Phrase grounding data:
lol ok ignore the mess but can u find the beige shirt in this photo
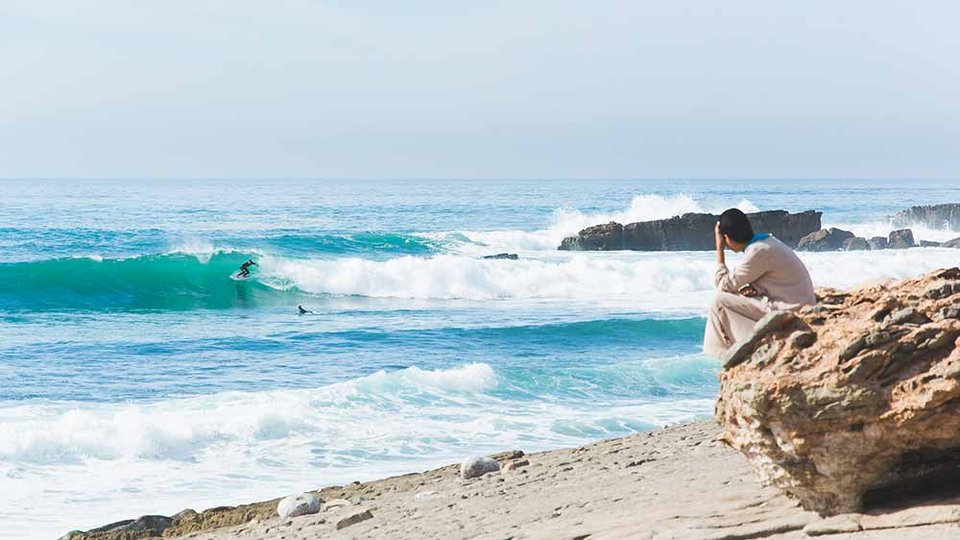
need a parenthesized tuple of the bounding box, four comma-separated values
(715, 235, 816, 308)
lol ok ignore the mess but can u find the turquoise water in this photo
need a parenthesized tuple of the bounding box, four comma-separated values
(2, 179, 960, 538)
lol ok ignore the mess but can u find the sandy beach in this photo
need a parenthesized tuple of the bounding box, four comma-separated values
(70, 420, 960, 540)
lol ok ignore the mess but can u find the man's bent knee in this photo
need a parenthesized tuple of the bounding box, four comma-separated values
(710, 291, 739, 312)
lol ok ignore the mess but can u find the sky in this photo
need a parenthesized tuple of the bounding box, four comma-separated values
(0, 1, 957, 180)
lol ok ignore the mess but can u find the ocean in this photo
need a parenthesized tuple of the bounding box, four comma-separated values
(2, 178, 959, 539)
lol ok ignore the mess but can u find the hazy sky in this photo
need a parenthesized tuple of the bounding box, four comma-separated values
(1, 1, 957, 179)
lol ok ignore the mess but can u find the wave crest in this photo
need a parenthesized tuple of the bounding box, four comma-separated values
(458, 194, 760, 252)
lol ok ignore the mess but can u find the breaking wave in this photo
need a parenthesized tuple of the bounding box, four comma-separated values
(454, 194, 760, 252)
(3, 247, 958, 311)
(0, 358, 714, 536)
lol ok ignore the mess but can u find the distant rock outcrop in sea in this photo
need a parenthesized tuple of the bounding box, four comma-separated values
(797, 227, 925, 251)
(716, 268, 960, 516)
(559, 203, 960, 252)
(559, 210, 822, 251)
(892, 203, 960, 230)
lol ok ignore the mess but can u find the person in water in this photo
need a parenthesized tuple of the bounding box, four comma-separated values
(298, 305, 311, 315)
(237, 259, 258, 278)
(703, 208, 816, 358)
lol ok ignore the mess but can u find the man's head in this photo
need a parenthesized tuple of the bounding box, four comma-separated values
(718, 208, 754, 252)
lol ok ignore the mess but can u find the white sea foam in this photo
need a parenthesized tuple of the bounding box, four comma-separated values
(166, 237, 219, 262)
(452, 194, 760, 252)
(255, 248, 960, 309)
(164, 238, 257, 263)
(828, 220, 960, 243)
(0, 362, 708, 540)
(0, 364, 499, 465)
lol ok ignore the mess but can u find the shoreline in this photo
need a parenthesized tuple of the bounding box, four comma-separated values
(67, 420, 960, 540)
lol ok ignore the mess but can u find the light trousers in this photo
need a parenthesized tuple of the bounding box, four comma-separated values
(703, 291, 769, 358)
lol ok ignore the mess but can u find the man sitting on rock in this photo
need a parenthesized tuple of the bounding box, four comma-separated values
(704, 209, 816, 358)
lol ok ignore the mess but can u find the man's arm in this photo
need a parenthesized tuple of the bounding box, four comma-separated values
(715, 222, 726, 266)
(714, 223, 768, 293)
(715, 247, 768, 293)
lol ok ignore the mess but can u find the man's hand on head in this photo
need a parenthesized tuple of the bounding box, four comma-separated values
(715, 222, 726, 265)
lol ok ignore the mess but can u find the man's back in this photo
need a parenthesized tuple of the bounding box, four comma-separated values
(748, 236, 815, 307)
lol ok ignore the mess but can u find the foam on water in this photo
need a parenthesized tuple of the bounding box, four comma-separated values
(3, 245, 957, 313)
(0, 364, 499, 464)
(0, 361, 712, 539)
(828, 220, 960, 243)
(451, 195, 760, 253)
(261, 253, 712, 304)
(167, 237, 220, 263)
(259, 248, 960, 307)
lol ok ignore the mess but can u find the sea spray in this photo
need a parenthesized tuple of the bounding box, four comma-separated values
(454, 194, 761, 252)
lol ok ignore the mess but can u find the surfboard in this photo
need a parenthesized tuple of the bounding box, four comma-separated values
(229, 273, 249, 281)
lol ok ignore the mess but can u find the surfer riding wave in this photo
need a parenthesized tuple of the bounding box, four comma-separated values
(236, 259, 258, 278)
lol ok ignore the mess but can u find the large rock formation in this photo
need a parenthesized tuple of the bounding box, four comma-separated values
(559, 210, 821, 251)
(892, 203, 960, 230)
(716, 268, 960, 516)
(559, 222, 623, 251)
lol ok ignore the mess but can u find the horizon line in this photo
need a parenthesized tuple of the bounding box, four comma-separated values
(0, 177, 955, 182)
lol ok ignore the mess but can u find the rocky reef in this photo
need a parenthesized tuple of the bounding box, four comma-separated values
(716, 268, 960, 516)
(560, 203, 960, 252)
(797, 227, 926, 251)
(893, 203, 960, 230)
(559, 210, 821, 251)
(797, 228, 855, 252)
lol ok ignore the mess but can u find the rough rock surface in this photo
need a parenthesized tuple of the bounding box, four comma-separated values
(801, 229, 927, 252)
(277, 493, 321, 518)
(559, 221, 623, 250)
(58, 515, 172, 540)
(892, 203, 960, 230)
(716, 267, 960, 516)
(843, 237, 870, 251)
(460, 456, 501, 479)
(559, 210, 821, 251)
(798, 228, 856, 252)
(887, 229, 915, 249)
(867, 237, 889, 250)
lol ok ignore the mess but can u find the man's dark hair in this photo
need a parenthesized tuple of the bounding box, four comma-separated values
(718, 208, 754, 244)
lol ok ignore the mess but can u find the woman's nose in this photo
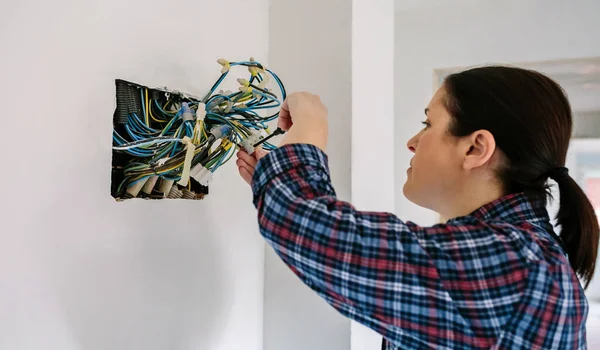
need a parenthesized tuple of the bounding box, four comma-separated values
(407, 135, 417, 153)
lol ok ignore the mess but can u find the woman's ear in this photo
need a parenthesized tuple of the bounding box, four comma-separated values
(462, 130, 496, 170)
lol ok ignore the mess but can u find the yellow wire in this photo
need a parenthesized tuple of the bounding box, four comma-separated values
(145, 89, 149, 126)
(199, 121, 205, 144)
(237, 94, 253, 103)
(149, 101, 163, 123)
(158, 147, 206, 174)
(193, 121, 202, 144)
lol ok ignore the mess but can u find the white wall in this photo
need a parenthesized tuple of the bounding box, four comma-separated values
(265, 0, 352, 349)
(574, 111, 600, 138)
(0, 1, 268, 349)
(351, 1, 395, 349)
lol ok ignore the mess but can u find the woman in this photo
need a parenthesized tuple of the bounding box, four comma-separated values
(236, 66, 598, 349)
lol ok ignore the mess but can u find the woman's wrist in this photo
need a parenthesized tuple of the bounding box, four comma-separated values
(279, 120, 328, 152)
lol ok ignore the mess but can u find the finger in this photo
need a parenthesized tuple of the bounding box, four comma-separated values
(238, 166, 254, 185)
(254, 147, 268, 160)
(237, 150, 258, 167)
(236, 158, 252, 170)
(278, 99, 293, 131)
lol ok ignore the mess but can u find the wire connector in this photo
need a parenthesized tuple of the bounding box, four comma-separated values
(196, 103, 206, 122)
(240, 130, 262, 154)
(258, 71, 270, 90)
(210, 124, 232, 139)
(217, 58, 231, 73)
(224, 101, 234, 113)
(237, 78, 250, 87)
(248, 57, 259, 77)
(190, 164, 214, 186)
(181, 102, 195, 122)
(221, 138, 233, 150)
(239, 86, 252, 93)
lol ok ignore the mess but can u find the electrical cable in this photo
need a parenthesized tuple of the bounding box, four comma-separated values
(111, 61, 285, 200)
(112, 58, 286, 200)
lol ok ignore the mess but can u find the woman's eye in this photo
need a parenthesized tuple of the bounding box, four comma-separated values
(421, 121, 430, 128)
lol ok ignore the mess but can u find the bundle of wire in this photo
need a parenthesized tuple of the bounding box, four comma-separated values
(111, 58, 286, 200)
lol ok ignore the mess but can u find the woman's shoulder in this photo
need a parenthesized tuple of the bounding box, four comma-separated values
(411, 216, 568, 268)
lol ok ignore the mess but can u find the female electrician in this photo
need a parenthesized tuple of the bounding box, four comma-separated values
(236, 66, 599, 349)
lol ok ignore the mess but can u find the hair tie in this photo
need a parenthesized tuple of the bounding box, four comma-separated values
(546, 167, 569, 181)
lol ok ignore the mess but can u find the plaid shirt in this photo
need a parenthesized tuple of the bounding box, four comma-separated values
(252, 143, 588, 349)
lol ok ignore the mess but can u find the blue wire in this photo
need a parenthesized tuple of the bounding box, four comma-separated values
(154, 100, 176, 116)
(267, 69, 286, 100)
(207, 94, 232, 105)
(170, 127, 185, 157)
(186, 122, 194, 137)
(128, 117, 147, 135)
(212, 150, 229, 171)
(206, 113, 236, 129)
(248, 103, 281, 110)
(125, 125, 146, 141)
(210, 74, 227, 93)
(231, 61, 262, 66)
(129, 175, 151, 186)
(127, 114, 159, 136)
(117, 63, 285, 195)
(151, 146, 173, 163)
(140, 89, 146, 125)
(161, 116, 180, 136)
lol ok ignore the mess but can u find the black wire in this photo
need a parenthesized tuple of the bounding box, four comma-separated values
(210, 73, 227, 92)
(238, 63, 264, 70)
(249, 84, 277, 98)
(253, 127, 285, 147)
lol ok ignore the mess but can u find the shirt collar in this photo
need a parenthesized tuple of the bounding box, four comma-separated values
(457, 192, 551, 227)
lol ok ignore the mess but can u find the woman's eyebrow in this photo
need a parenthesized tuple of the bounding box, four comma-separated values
(424, 108, 429, 116)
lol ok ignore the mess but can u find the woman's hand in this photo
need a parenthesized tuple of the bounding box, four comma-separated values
(236, 92, 328, 185)
(236, 147, 268, 185)
(278, 92, 329, 151)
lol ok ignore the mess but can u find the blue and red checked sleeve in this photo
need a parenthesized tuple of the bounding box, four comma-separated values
(250, 143, 583, 349)
(251, 144, 470, 348)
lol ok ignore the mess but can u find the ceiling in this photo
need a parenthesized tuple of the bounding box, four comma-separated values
(526, 59, 600, 113)
(395, 0, 477, 12)
(435, 58, 600, 113)
(516, 58, 600, 114)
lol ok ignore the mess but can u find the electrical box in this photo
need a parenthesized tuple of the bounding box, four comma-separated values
(111, 58, 285, 201)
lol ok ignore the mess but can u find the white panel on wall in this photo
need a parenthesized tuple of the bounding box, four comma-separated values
(265, 0, 352, 349)
(351, 0, 395, 349)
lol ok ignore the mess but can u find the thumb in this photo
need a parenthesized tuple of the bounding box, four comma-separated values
(254, 146, 268, 160)
(278, 99, 293, 131)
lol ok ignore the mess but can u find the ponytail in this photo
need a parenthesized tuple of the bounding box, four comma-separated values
(556, 174, 600, 289)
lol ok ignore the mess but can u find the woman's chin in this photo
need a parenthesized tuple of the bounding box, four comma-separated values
(402, 181, 412, 200)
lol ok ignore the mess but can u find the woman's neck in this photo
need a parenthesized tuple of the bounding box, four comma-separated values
(440, 179, 505, 221)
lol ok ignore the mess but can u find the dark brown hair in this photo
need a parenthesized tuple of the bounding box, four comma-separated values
(443, 66, 599, 289)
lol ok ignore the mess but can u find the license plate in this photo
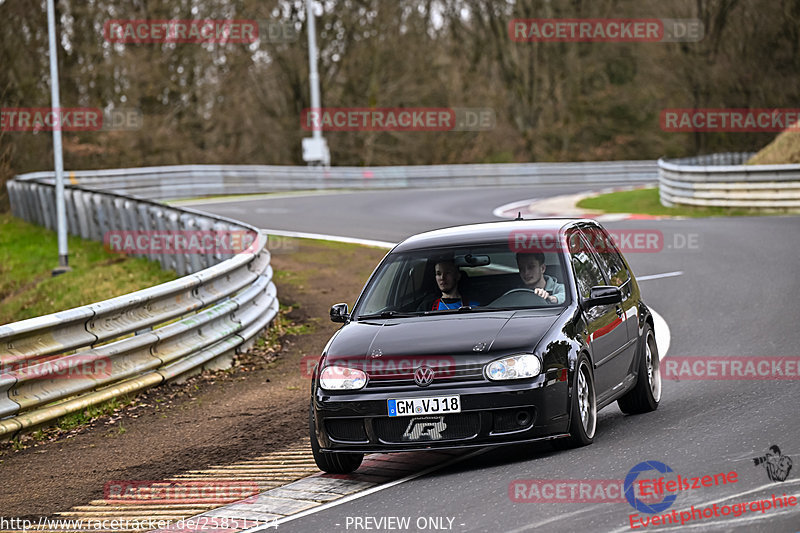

AIM OF THE TASK =
For this exercise, output exactly the lines above from the line with "lol ok ignore the mess but can u find the ocean" to the line with "lol ok ignore the mess but can u find the wave", counting both, and leave out the rest.

YOUR RESPONSE =
lol ok ignore the mess but can u find the ocean in this photo
need a parenthesized tuple of the bounding box, four comma-separated values
(2, 178, 959, 539)
lol ok ignore the mess but can u find the hazy sky in this photo
need a parenthesized tuple of the bounding box, four comma-separated values
(1, 1, 957, 179)
lol ok ignore the mess but can u find the wave crest in this photo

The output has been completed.